Extrait choisi:
Une autre question éthique qui émerge de la conquête de l’espace a trait aux thèses transhumanistes défendues par les acteurs privés. La foi dans la technique sans limite comme pourvoyeur de plus de bien-être et de conditions améliorées de l’existence humaine n’est pas loi. Si le salut de l’humanité passe par le progrès technologique et par notre capacité à donner à l’homme de prendre ses libertés vis-à-vis de son creuset génétique qui est la Terre, qui y aura droit ? Seulement une élite milliardaire ? Dans ces conditions, la conquête de l’espace, de ses ressources et notre capacité à prolonger l’existence de l’humanité ailleurs, dans le système solaire, ne serait-elle pas antihumaniste ? N’y aurait-il pas dans les vols réservés à une élite fortunée et dans la conception transhumaniste de la conquête spatiale une nouvelle forme d’eugénisme ?

Consigne de travail 1: D'après l'extrait choisi, à quelles thèses se rattache l'autre question éthique soulevée par la conquête de l'espace ?
Consigne de travail 2: Pour chacune des affirmations suivantes, indiquez si elle concorde avec l'extrait choisi, en citant les mots qui le montrent. (a) La foi dans la technique sans limite y est présentée comme une loi. (b) La Terre y est désignée comme le creuset génétique de l'homme. (c) Il y est question de vols réservés à une élite fortunée.
Consigne de travail 3: Reformulez sous forme de liste le paragraphe de l'extrait choisi qui commence par « Une autre question éthique », en conservant ses idées principales.
Le matériel présenté ensuite est sans rapport avec l'extrait choisi.

Matériel présenté:
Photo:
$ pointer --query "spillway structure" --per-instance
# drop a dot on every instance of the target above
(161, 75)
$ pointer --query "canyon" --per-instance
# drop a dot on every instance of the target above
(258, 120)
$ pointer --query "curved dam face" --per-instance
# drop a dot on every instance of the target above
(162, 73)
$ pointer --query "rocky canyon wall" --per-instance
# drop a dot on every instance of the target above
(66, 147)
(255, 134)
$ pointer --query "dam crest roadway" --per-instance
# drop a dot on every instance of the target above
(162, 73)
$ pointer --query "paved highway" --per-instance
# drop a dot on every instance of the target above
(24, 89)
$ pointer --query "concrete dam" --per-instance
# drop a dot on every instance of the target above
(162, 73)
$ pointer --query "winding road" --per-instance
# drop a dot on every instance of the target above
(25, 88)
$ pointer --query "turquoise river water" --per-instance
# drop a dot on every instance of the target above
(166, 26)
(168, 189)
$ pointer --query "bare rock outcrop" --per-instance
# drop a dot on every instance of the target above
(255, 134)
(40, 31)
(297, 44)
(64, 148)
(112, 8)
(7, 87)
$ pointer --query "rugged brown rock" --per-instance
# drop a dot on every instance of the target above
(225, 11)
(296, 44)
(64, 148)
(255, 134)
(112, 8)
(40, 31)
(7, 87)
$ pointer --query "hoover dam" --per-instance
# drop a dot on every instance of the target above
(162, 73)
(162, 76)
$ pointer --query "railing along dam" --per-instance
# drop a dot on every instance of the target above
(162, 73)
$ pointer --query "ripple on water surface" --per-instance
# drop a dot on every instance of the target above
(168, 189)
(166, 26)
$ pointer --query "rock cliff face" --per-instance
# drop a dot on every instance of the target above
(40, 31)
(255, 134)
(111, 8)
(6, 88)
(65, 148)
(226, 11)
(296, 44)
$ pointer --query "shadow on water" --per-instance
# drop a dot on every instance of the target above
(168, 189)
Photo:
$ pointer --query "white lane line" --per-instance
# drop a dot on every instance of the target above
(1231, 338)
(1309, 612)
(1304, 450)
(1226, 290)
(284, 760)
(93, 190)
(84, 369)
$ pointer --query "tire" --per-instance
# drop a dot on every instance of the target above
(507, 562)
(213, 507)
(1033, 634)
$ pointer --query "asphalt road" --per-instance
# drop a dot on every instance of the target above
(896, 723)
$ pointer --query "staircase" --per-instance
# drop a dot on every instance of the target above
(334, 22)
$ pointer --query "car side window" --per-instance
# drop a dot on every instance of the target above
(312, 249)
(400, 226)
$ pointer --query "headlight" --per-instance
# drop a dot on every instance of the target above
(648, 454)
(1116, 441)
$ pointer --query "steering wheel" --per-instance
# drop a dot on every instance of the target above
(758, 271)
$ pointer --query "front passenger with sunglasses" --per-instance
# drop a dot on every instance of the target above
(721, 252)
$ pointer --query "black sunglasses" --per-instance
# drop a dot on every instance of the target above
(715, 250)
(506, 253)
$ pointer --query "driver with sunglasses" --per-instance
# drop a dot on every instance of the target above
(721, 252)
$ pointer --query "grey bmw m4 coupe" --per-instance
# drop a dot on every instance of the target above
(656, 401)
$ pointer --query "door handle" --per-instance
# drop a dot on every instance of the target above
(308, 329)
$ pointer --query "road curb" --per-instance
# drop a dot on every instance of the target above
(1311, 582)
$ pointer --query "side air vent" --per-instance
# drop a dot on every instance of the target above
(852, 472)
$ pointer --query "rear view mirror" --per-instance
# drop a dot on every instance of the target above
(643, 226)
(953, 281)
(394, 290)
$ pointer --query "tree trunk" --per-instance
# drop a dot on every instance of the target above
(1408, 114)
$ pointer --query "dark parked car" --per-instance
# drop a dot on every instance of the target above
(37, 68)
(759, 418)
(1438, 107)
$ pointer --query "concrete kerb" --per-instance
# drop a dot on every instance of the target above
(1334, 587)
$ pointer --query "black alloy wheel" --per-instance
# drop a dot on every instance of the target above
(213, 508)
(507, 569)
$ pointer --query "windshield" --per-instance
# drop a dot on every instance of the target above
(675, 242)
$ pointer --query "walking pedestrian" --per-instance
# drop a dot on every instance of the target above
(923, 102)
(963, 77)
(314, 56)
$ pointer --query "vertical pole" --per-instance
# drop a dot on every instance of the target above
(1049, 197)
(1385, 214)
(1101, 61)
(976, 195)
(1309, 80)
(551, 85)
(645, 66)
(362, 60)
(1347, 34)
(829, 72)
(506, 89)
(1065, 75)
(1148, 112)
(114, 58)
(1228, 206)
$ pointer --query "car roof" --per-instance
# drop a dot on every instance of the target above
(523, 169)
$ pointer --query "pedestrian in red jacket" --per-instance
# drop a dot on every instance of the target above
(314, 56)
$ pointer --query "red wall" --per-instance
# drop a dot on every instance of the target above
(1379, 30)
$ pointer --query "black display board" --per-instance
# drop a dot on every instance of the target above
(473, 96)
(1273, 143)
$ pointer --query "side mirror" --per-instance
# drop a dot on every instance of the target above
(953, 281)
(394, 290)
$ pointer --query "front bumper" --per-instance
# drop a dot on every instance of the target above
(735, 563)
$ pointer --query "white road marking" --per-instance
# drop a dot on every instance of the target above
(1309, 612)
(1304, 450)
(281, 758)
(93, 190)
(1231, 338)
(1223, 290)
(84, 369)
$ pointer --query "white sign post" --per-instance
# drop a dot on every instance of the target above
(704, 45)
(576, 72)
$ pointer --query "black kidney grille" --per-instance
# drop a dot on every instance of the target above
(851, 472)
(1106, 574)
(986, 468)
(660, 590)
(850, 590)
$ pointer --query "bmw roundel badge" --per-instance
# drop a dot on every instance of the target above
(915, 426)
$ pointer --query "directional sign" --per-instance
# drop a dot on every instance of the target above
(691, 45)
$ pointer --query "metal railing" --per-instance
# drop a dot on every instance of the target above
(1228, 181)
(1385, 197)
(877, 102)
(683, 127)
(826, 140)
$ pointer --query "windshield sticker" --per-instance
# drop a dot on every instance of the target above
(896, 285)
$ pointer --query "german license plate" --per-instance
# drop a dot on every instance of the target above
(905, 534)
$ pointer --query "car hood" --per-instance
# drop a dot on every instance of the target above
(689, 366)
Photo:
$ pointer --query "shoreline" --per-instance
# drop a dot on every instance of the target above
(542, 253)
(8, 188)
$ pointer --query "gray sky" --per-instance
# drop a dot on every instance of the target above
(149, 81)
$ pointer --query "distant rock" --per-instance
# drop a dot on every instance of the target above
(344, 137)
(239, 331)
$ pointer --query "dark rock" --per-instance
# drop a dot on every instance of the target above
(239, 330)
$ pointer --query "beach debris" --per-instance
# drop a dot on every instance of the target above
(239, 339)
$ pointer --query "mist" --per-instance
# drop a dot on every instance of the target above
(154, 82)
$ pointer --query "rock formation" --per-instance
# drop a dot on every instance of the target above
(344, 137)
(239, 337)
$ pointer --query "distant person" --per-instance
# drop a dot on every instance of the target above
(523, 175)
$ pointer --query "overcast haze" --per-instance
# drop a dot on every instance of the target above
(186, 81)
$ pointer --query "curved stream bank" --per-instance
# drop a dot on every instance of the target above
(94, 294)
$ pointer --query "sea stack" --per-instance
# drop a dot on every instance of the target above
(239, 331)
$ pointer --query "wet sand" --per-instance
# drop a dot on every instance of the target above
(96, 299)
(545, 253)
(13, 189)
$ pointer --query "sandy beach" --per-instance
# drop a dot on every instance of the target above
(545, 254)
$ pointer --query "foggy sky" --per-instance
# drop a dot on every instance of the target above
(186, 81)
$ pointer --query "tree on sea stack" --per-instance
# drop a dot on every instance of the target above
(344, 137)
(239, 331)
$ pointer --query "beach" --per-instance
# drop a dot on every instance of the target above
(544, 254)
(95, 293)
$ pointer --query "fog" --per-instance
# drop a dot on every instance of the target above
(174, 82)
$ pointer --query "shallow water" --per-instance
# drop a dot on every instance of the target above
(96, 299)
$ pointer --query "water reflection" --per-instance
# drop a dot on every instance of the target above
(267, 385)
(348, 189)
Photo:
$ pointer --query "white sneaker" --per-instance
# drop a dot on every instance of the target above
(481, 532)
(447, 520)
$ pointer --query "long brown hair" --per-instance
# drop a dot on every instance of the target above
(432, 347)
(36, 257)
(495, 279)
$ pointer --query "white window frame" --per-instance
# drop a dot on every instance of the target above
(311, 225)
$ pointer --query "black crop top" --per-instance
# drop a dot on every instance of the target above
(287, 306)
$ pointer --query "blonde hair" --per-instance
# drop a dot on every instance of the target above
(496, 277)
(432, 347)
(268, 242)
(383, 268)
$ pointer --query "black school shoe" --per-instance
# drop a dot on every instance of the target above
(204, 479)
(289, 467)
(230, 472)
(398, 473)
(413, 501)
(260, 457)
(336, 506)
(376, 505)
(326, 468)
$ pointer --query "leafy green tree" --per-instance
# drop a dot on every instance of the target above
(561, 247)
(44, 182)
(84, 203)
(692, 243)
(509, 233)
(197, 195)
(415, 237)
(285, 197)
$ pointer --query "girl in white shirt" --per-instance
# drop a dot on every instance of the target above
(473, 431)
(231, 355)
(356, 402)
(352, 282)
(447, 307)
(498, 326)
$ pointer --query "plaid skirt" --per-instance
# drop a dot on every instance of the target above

Réponse attendue 1: Elle a trait aux thèses transhumanistes défendues par les acteurs privés.

Réponse attendue 2:
(a) Non : « La foi dans la technique sans limite comme pourvoyeur de plus de bien-être et de conditions améliorées de l’existence humaine n’est pas loi. »
(b) Oui : « son creuset génétique qui est la Terre »
(c) Oui : « dans les vols réservés à une élite fortunée »

Réponse attendue 3:
- La conquête de l'espace soulève une question éthique liée aux thèses transhumanistes des acteurs privés.
- La foi dans une technique sans limite, source de bien-être et de meilleures conditions d'existence, n'est pas une loi.
- Si le salut de l'humanité passe par le progrès technologique et par l'émancipation de l'homme vis-à-vis de la Terre, il faut se demander qui y aura droit, peut-être seulement une élite milliardaire.
- Dans ce cas, la conquête de l'espace, de ses ressources et le prolongement de l'humanité ailleurs dans le système solaire pourraient être antihumanistes.
- Les vols réservés à une élite fortunée et la conception transhumaniste de la conquête spatiale pourraient constituer une nouvelle forme d'eugénisme.